— PROBLEM STATEMENT —
Switch every "record the position" in the data below to "note the location", and reproduce all the lines with nothing else altered.

— DATA EXTRACT —
━━━━━━━━━━━━━━━━━━━━
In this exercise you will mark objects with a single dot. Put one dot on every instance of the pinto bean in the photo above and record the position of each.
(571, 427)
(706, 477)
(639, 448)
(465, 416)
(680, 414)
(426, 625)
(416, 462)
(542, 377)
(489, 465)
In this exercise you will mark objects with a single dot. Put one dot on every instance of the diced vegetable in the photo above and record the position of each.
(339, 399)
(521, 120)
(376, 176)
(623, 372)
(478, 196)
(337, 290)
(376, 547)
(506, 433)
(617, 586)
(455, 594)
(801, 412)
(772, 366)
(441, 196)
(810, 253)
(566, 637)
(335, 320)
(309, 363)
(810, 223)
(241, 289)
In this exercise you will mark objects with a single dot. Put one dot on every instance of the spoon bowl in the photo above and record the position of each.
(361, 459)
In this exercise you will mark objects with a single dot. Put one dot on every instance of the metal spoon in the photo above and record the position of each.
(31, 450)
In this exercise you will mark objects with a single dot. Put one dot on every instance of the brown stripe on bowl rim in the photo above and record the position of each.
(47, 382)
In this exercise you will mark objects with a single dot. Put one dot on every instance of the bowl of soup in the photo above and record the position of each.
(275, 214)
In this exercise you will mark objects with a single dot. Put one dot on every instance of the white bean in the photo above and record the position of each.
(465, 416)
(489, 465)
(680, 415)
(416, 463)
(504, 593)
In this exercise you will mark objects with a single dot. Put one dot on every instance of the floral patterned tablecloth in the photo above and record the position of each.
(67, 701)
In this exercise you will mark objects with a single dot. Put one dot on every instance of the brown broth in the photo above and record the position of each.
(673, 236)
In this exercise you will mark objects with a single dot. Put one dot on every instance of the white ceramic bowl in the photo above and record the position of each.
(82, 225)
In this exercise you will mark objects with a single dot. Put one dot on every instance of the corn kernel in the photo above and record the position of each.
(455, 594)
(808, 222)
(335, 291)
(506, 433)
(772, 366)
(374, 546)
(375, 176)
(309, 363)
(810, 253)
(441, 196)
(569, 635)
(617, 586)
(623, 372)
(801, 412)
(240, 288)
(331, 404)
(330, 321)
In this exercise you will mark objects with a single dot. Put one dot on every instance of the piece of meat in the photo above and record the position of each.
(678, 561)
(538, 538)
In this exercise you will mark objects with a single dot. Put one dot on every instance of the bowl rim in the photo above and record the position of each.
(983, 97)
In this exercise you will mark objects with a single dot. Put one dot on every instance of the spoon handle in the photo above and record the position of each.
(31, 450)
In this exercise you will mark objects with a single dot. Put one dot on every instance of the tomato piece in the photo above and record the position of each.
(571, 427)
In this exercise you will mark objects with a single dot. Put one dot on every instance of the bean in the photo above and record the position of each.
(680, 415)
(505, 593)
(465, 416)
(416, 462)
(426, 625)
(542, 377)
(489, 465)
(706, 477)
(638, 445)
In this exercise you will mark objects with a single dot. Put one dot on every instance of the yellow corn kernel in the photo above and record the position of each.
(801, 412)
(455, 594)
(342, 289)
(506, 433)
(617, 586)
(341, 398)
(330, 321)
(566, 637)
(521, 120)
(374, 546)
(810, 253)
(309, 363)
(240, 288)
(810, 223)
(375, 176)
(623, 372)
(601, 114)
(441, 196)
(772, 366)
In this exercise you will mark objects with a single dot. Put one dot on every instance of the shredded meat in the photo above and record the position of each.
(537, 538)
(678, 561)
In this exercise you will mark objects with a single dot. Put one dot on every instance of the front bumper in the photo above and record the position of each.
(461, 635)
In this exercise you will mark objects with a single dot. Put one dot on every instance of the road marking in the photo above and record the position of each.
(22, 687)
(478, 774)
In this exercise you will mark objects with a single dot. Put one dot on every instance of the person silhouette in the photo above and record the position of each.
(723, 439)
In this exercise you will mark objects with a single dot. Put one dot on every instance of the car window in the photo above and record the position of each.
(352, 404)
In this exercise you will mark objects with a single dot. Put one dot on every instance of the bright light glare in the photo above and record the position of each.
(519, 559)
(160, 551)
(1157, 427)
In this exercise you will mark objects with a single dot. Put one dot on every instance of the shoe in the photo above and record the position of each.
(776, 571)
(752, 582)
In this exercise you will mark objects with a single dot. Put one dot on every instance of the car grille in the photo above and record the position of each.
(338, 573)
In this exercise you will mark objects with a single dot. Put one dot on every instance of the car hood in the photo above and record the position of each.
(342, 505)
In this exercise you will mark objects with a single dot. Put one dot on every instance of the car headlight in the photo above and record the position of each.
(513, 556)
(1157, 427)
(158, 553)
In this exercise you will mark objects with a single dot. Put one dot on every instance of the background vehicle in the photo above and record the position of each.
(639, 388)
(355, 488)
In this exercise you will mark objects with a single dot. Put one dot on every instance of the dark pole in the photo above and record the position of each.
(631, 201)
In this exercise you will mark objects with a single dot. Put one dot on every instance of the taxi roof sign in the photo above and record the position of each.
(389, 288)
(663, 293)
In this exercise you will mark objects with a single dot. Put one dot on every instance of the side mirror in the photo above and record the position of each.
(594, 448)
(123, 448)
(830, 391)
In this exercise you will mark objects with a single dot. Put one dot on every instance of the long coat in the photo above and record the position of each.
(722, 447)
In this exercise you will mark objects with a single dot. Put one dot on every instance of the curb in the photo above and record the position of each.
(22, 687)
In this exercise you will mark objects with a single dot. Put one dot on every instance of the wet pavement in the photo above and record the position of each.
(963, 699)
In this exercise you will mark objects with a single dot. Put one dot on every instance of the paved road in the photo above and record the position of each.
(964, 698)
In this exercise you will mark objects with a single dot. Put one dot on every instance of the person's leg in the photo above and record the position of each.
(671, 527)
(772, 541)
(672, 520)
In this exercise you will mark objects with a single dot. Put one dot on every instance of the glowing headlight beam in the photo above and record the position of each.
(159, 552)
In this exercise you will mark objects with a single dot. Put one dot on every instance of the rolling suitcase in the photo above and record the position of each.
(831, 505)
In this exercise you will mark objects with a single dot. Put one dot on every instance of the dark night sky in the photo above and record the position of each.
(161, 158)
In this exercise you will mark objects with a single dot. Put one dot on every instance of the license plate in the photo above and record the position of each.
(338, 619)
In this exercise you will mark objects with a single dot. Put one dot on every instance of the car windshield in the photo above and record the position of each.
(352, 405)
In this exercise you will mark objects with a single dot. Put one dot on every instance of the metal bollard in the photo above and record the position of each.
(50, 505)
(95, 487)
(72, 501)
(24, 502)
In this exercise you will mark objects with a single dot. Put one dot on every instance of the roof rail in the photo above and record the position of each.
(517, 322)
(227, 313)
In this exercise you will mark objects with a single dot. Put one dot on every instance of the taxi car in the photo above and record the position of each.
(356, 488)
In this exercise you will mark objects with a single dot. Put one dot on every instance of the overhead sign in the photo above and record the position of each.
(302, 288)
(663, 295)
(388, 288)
━━━━━━━━━━━━━━━━━━━━
— RESPONSE TO THE TASK —
In this exercise you will mark objects with a single dot. Put one dot on every instance of the pinto bean in the photo above and note the location of each.
(571, 427)
(706, 477)
(639, 448)
(465, 416)
(680, 414)
(426, 625)
(416, 462)
(542, 377)
(489, 465)
In this exercise you will mark objects with a single dot. Put one dot on every instance of the diced vegetable in the photo above and note the location of each.
(339, 399)
(521, 120)
(376, 176)
(623, 372)
(478, 196)
(337, 290)
(376, 547)
(506, 433)
(617, 586)
(455, 594)
(801, 412)
(772, 366)
(441, 196)
(810, 253)
(566, 637)
(335, 320)
(309, 363)
(810, 223)
(241, 289)
In this exercise you will mark objects with a single dot. Put one dot on every instance of the spoon bowl in the photo above and note the location of each.
(361, 459)
In this exercise you will mark objects with a single dot. Put one dot on every instance of the metal spoon in the photo above and note the location of each.
(31, 450)
In this exercise you will mark objects with a single dot. Put one dot on every instance of the brown stripe on bowl rim in the photo above and note the location of each.
(47, 382)
In this exercise you will mark objects with a single dot. Put one dot on every instance of the bowl of soup in the photo above and note the location of each.
(275, 214)
In this exercise you will mark objects with a single dot. Put one dot on every instance of the white bean in the photo above and note the location of each.
(465, 416)
(489, 465)
(680, 415)
(416, 463)
(504, 593)
In this exercise you will mark objects with a single dot. Put one dot on every instance of the floral patterned tablecloth in the photo above and note the location of each.
(67, 701)
In this exercise you will mark objects with a single dot. Put one dot on every instance of the brown broth in the photo above and note the location of each.
(673, 236)
In this exercise you will mark objects with a single dot. Put one dot on every instance of the white ceramic bowl in the photo above and note the location of each.
(82, 225)
In this exercise you will mark objects with a single dot. Put one dot on every instance of the corn kernel in the photo above and note the location of each.
(455, 594)
(808, 222)
(335, 291)
(506, 433)
(772, 366)
(374, 546)
(375, 176)
(309, 363)
(810, 253)
(441, 196)
(569, 635)
(617, 586)
(623, 372)
(801, 412)
(240, 288)
(331, 404)
(330, 321)
In this exercise you will mark objects with a single dot. Put one dot on every instance of the piece of meat in the photo above and note the location of each.
(678, 561)
(538, 538)
In this exercise you will mark objects with a single dot. Put one dot on every instance of the bowl rim in the photo above and note the location of each.
(983, 97)
In this exercise you will mark objects with a single dot. Put one dot on every instance of the spoon handle in the photo above and note the location of each.
(31, 450)
In this exercise you will mark objects with a single dot. Put one dot on every instance of the tomato piece in the photo above and note the location of each.
(571, 427)
In this exercise you will mark objects with a single dot. Put one dot on every instance of the bean in the photo above and note the location of each.
(680, 415)
(505, 593)
(465, 416)
(416, 462)
(426, 625)
(542, 377)
(489, 465)
(706, 477)
(638, 445)
In this exercise you will mark objects with a single dot. Put one dot on every instance of the yellow corn kernel in the photo above and note the location of each.
(801, 412)
(455, 594)
(342, 289)
(506, 433)
(617, 586)
(341, 398)
(330, 321)
(566, 637)
(521, 120)
(374, 546)
(810, 253)
(309, 363)
(240, 288)
(810, 223)
(375, 176)
(623, 372)
(601, 114)
(441, 196)
(772, 366)
In this exercise you will mark objects with a single dot. Put one dot on every instance of the shredded meat in the photo above and note the location of each.
(537, 538)
(678, 561)
In this exercise you will mark objects with a single dot. Put one dot on every instance of the front bumper in the photo above and note the location of each.
(461, 635)
In this exercise you will mark objects with a single dot. Put one dot on every instance of the road marking in the photo above and note the location of each.
(22, 687)
(478, 774)
In this exercise you will mark objects with a single dot. Put one dot on every instance of the person silhouette in the photo above and note the location of each.
(723, 439)
In this exercise you will mark objects with a single dot. Put one dot on every instance of the car window in the photo above and note the location of each.
(352, 404)
In this exercise you will mark objects with a single dot. Put one dot on every instance of the bright light glare in the photo above and note the location of each.
(519, 559)
(160, 551)
(1157, 427)
In this exercise you will mark objects with a single dot. Put one dot on every instance of the shoe in the photo above and note the location of each.
(776, 571)
(752, 582)
In this exercise you will mark objects with a single dot. Put one dot on every instance of the car grille in the photo above and note the location of each.
(338, 573)
In this exercise you will mark objects with a single dot. Put one dot on every instance of the car hood in the photo above and note the location of each.
(342, 505)
In this exercise you will mark objects with a single dot. Put one dot on every instance of the car headlight in the photo above and note the location of each.
(513, 556)
(1157, 427)
(158, 553)
In this exercise you will mark objects with a single dot. Put one dot on every instance of the background vehicle in the photo above and note the location of each.
(639, 388)
(355, 488)
In this exercise you will mark objects with a single dot. Put one dot on every instance of the dark pole in the photo above and note the location of each.
(631, 201)
In this exercise you will mark objects with a single dot. Put one dot on every instance of the taxi roof sign in the photo above and note the location of each.
(389, 288)
(663, 293)
In this exercise you will mark objects with a single dot. Put one dot on every instance of the side mirror in the photo above and note the location of each.
(594, 448)
(123, 448)
(830, 391)
In this exercise you will mark objects with a single dot. Put one dot on every instance of the long coat in the photo above and note the location of each.
(722, 447)
In this exercise you will mark objects with a single dot. Put one dot on every instance of the curb in the photo above and note the location of each.
(22, 687)
In this exercise you will mark objects with a single dot. Put one dot on every instance of the wet pavement in the photo above and note the location of each.
(963, 699)
In this exercise you will mark objects with a single dot. Put one dot on every instance of the paved road in the photo above and note the location of each.
(964, 698)
In this exercise you will mark objects with a single dot. Put one dot on every instance of the person's leg in the photo above and note the location of each.
(671, 527)
(772, 541)
(672, 520)
In this exercise you will mark objects with a single dot. Put one dot on every instance of the glowing headlight beam in the photo above and note the location of each.
(159, 552)
In this exercise you will mark objects with a single dot. Put one dot on every instance of the rolling suitcase in the photo above and note the location of each.
(831, 505)
In this exercise you will mark objects with a single dot. Put one dot on every instance of the dark night sky in the photo above and note the location of each.
(161, 158)
In this exercise you will mark objects with a single dot. Put one dot on every instance of the license plate in the photo above and note the location of each.
(338, 619)
In this exercise you will mark objects with a single dot. Put one dot on every instance of the car windshield in the photo above and note the location of each.
(352, 405)
In this exercise you will mark objects with a single dot. Put one dot on every instance of the metal bollard in the photo above and note the location of each.
(50, 505)
(95, 487)
(72, 501)
(24, 502)
In this exercise you will mark objects with a single dot. Put one dot on every instance of the roof rail in the photo above and note the location of each.
(517, 322)
(227, 313)
In this exercise you will mark objects with a single dot. Put one dot on every instance of the taxi car in the photo above and note the location of each.
(356, 488)
In this exercise you will mark objects with a single dot. Put one dot on every instance of the overhead sign in the photo above and note the location of each.
(302, 288)
(663, 295)
(388, 288)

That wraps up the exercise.